● **Required work**: Repeat the entries exactly, keeping every line as it is.

....

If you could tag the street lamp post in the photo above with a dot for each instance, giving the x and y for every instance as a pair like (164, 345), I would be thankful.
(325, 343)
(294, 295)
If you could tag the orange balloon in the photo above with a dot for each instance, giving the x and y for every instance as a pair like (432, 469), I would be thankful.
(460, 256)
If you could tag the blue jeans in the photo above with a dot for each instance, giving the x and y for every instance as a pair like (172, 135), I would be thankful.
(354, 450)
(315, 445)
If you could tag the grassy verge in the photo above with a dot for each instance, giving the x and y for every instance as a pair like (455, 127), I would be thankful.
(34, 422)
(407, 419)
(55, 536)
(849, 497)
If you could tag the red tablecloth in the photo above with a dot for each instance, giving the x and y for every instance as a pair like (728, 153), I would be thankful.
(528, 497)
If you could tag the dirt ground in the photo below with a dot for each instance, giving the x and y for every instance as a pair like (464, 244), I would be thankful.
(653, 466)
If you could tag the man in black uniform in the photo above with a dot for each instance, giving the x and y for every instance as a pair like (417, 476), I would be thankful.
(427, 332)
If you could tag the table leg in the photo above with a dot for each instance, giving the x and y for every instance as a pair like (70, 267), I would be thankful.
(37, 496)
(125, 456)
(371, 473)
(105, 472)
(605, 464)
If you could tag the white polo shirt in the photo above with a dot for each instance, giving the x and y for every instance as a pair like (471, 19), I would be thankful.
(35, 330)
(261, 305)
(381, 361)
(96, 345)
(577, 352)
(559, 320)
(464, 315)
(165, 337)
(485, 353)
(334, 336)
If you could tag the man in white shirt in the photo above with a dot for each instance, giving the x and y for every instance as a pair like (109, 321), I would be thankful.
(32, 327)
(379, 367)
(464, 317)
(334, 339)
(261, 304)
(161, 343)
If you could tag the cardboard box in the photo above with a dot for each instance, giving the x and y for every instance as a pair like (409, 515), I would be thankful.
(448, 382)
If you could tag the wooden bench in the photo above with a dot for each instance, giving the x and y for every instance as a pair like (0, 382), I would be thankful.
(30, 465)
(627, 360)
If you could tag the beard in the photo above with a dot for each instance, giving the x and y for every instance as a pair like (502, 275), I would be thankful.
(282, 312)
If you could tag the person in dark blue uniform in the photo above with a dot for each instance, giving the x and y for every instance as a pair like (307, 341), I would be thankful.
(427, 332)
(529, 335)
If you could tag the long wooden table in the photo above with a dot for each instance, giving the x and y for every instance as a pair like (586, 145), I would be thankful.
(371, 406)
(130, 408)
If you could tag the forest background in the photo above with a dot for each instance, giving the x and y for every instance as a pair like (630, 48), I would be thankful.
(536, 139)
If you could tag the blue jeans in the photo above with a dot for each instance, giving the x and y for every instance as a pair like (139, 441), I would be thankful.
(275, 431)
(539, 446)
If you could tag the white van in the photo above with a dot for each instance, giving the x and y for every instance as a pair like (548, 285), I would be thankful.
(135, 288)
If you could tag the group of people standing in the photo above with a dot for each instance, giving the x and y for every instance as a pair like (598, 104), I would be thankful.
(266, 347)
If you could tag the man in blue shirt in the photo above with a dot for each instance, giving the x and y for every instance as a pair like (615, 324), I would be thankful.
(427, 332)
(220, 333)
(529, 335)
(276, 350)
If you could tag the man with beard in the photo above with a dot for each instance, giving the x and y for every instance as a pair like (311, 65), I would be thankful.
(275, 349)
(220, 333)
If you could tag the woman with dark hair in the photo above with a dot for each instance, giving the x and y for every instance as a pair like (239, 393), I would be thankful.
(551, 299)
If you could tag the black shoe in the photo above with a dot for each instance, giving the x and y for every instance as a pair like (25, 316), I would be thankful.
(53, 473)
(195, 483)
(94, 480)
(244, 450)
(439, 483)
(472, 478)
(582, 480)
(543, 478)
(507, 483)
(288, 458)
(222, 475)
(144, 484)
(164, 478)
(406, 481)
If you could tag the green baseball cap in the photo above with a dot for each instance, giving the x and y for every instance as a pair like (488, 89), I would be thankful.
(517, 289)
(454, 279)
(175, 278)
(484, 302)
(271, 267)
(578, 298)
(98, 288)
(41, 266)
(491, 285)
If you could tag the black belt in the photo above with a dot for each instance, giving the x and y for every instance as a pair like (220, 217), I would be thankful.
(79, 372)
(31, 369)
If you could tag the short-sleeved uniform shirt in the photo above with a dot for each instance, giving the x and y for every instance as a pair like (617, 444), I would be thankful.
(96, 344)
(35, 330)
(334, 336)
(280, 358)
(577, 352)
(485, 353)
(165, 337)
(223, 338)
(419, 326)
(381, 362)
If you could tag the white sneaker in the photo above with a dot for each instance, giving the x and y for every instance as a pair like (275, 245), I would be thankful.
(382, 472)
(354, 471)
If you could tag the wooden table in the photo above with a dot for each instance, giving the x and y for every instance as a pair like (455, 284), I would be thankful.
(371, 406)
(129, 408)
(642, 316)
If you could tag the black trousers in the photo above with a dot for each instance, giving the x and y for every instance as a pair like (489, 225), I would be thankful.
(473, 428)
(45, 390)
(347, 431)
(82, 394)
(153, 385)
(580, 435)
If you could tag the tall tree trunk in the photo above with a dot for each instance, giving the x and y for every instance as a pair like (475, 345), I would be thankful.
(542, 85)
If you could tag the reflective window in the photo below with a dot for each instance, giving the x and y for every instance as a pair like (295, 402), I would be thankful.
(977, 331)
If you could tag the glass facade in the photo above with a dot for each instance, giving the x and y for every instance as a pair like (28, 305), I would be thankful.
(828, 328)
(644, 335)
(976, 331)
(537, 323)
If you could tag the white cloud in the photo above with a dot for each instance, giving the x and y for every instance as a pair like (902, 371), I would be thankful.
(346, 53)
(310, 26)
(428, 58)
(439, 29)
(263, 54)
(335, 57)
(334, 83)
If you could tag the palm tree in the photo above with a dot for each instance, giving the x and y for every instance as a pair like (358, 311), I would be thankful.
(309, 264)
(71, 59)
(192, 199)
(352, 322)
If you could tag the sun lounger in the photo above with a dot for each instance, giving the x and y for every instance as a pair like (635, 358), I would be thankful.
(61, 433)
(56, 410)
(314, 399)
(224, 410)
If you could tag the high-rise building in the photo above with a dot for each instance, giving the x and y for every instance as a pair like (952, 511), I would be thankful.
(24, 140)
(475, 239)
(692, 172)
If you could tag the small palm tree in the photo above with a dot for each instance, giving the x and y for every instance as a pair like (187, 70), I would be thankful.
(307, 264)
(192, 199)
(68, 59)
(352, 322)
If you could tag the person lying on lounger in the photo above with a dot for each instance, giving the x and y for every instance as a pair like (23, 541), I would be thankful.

....

● **Exercise output**:
If you could tag the street lamp post in the photo above with a dot for each instance, giving the x and y for every instance as a pair like (164, 345), I would be thankful.
(325, 343)
(294, 295)
If you could tag the orange balloon in the photo above with a dot for each instance, giving the x and y for every instance as a pair like (432, 469), I would be thankful.
(460, 256)
If you could tag the blue jeans in the photo above with a dot for each instance, giving the x and y for every instance as a pair like (172, 135), I would be thankful.
(354, 450)
(315, 445)
If you could tag the grassy verge in the photo above with a dot for each instance, giving the x and y for every instance as a pair like (455, 127), I would be thankful.
(34, 422)
(407, 419)
(55, 536)
(849, 497)
If you could tag the red tablecloth in the photo above with a dot for each instance, giving the x and y for every instance as a pair like (728, 153), I would be thankful.
(528, 497)
If you could tag the dirt ground in the photo below with a dot for each instance, giving the x and y for every instance as a pair like (464, 244), I would be thankful.
(653, 466)
If you could tag the man in black uniform in the photo above with a dot for each instance, giving the x and y for every instance as a pair like (417, 476), I would be thankful.
(427, 332)
If you could tag the table leg in the photo above with a dot for each instance, giving the x and y for every instance as a pair like (70, 267), I would be thankful.
(37, 496)
(125, 456)
(371, 473)
(105, 472)
(605, 464)
If you could tag the white polo shirt in the photo above with a dot for each instance, giving the x and y for every instance as a pair like (471, 19), I would be thankful.
(35, 330)
(261, 305)
(381, 361)
(96, 345)
(577, 352)
(559, 320)
(464, 315)
(165, 337)
(485, 353)
(334, 336)
If you could tag the man in white shirt in the photo above with a dot for each instance, giving the x and y for every instance as a pair like (109, 321), I would be thankful.
(32, 327)
(379, 367)
(464, 317)
(334, 339)
(261, 304)
(161, 343)
If you could tag the cardboard box in the photo above with a dot for each instance, giving the x and y for every instance as a pair like (409, 515), I would be thankful.
(448, 382)
If you could tag the wooden bench in the photo above with a dot for each instance, giving the x and y for every instance as a pair like (0, 382), I would be thankful.
(30, 465)
(627, 360)
If you could tag the beard in the photo above with a dot for each instance, giving the x and y for every instance as a pair like (502, 275), I would be thankful.
(282, 312)
If you could tag the person in dark blue uniform in the photo above with a dot for each instance, giving the x and y for every instance as a pair like (307, 341), I would be thankful.
(427, 332)
(529, 335)
If you could tag the long wooden table in the photo above with a dot for each instance, giving the x and y for every instance as a pair like (586, 145), I would be thankful.
(371, 406)
(130, 408)
If you could tag the forest background in the photo above with a dot for each instance, giving the x and y for every instance as a pair like (630, 48), I would be thankful.
(536, 139)
If you could tag the blue jeans in the photo above with a dot for each instance, giving the x and y for every instance as a pair like (139, 441), I would be thankful.
(275, 431)
(539, 446)
If you could tag the white van in the photo above with a dot for each instance, giving the x and y for every instance as a pair like (548, 285), I would be thankful.
(135, 288)
If you could tag the group of people standing in the photo above with a dot for each instance, giving the x and y for every instance as a pair like (598, 104), I would be thankful.
(266, 347)
If you could tag the man in blue shirt in the photo above with a dot for each instance, giving the x and y for every instance as a pair like (615, 324), I would be thankful.
(427, 332)
(220, 333)
(529, 335)
(276, 350)
If you could tag the man with beard in the photo above with a dot for each instance, giving the x and y for every instance as a pair like (311, 65), I would be thankful.
(275, 349)
(220, 333)
If you could tag the woman with dark hair in the photo above with a dot for each instance, giving the x and y for every instance as a pair like (239, 393), I would be thankful.
(551, 299)
If you could tag the black shoe in the photo above with a dot for each instance, giving the x and y for every instance as a pair like (25, 316), I would be thankful.
(53, 473)
(195, 483)
(94, 480)
(244, 450)
(439, 483)
(472, 478)
(582, 480)
(543, 478)
(507, 483)
(288, 458)
(222, 475)
(144, 484)
(164, 478)
(406, 481)
If you could tag the green baseball cap in the photo above with a dot for each instance, giving the x and y for every instance as a pair like (488, 89), I would be thankful.
(517, 289)
(454, 279)
(175, 278)
(484, 302)
(271, 267)
(578, 298)
(98, 288)
(41, 266)
(491, 285)
If you could tag the black belt in the photo above with a dot for each instance, giving the x and y for every instance as a pair like (220, 217), I would be thankful.
(79, 372)
(31, 369)
If you could tag the short-sleeved uniform shirt in the photo above with a dot for each instance, giving the x and y for every instance as a pair like (617, 444), I would be thankful.
(96, 344)
(35, 330)
(334, 336)
(280, 358)
(577, 352)
(485, 353)
(165, 337)
(223, 338)
(419, 326)
(381, 362)
If you could tag the white sneaker in the photo above with a dot for each instance, giving the x and y for every instance as a pair like (275, 245), I would be thankful.
(382, 472)
(354, 471)
If you could tag the wooden table in the photo above with a dot for each instance, giving the x and y for every instance as a pair like (455, 284), I would be thankful.
(371, 406)
(129, 408)
(642, 316)
If you could tag the black trousers in the photo above with a dot for each instance, giving the x and y for every instance as a pair like (489, 225), I would be thankful.
(473, 428)
(45, 390)
(347, 431)
(82, 394)
(153, 385)
(580, 435)
If you could tag the tall tree trunk in the photo above with a dot for each instance, giving the x and y for every instance as a pair like (475, 345), I would be thankful.
(542, 85)
If you could tag the reflective window in the photo below with a dot for each instance, giving the x and y for every instance as a pair like (295, 402), I would be thankful.
(977, 331)
If you could tag the glass facade in the photo above with a dot for each instance, giving the x and y for every instance as a pair like (28, 305), I would be thankful.
(828, 328)
(644, 335)
(976, 331)
(537, 323)
If you could tag the white cloud in the photo above with a dot for each instance, giving the x and y for every instance as a pair like (902, 371), I would be thankful.
(346, 53)
(310, 26)
(428, 58)
(439, 29)
(263, 54)
(335, 57)
(334, 83)
If you could tag the palm tree in the photo above with a dot for each instance, giving the x and y for every instance as a pair like (358, 311), I would be thankful.
(309, 264)
(71, 59)
(192, 199)
(352, 322)
If you could tag the sun lounger in the photo above with a dot for each instance, giving the x and y for every instance as a pair like (635, 358), I would be thankful.
(61, 433)
(56, 410)
(314, 399)
(224, 410)
If you could tag the high-rise building in the photo above with a dot for each instance, giving the x and y for every instance as a pair like (952, 511), I would be thankful.
(24, 140)
(475, 239)
(692, 172)
If you could tag the small palm tree in the photo above with a dot for each instance, giving the x and y for every instance as a pair like (187, 70), I would be thankful.
(307, 264)
(192, 199)
(68, 59)
(352, 322)
If you could tag the person lying on lounger in the photo above with a dot for each instance, giving the x and y for every instance as a pair like (23, 541), I would be thankful.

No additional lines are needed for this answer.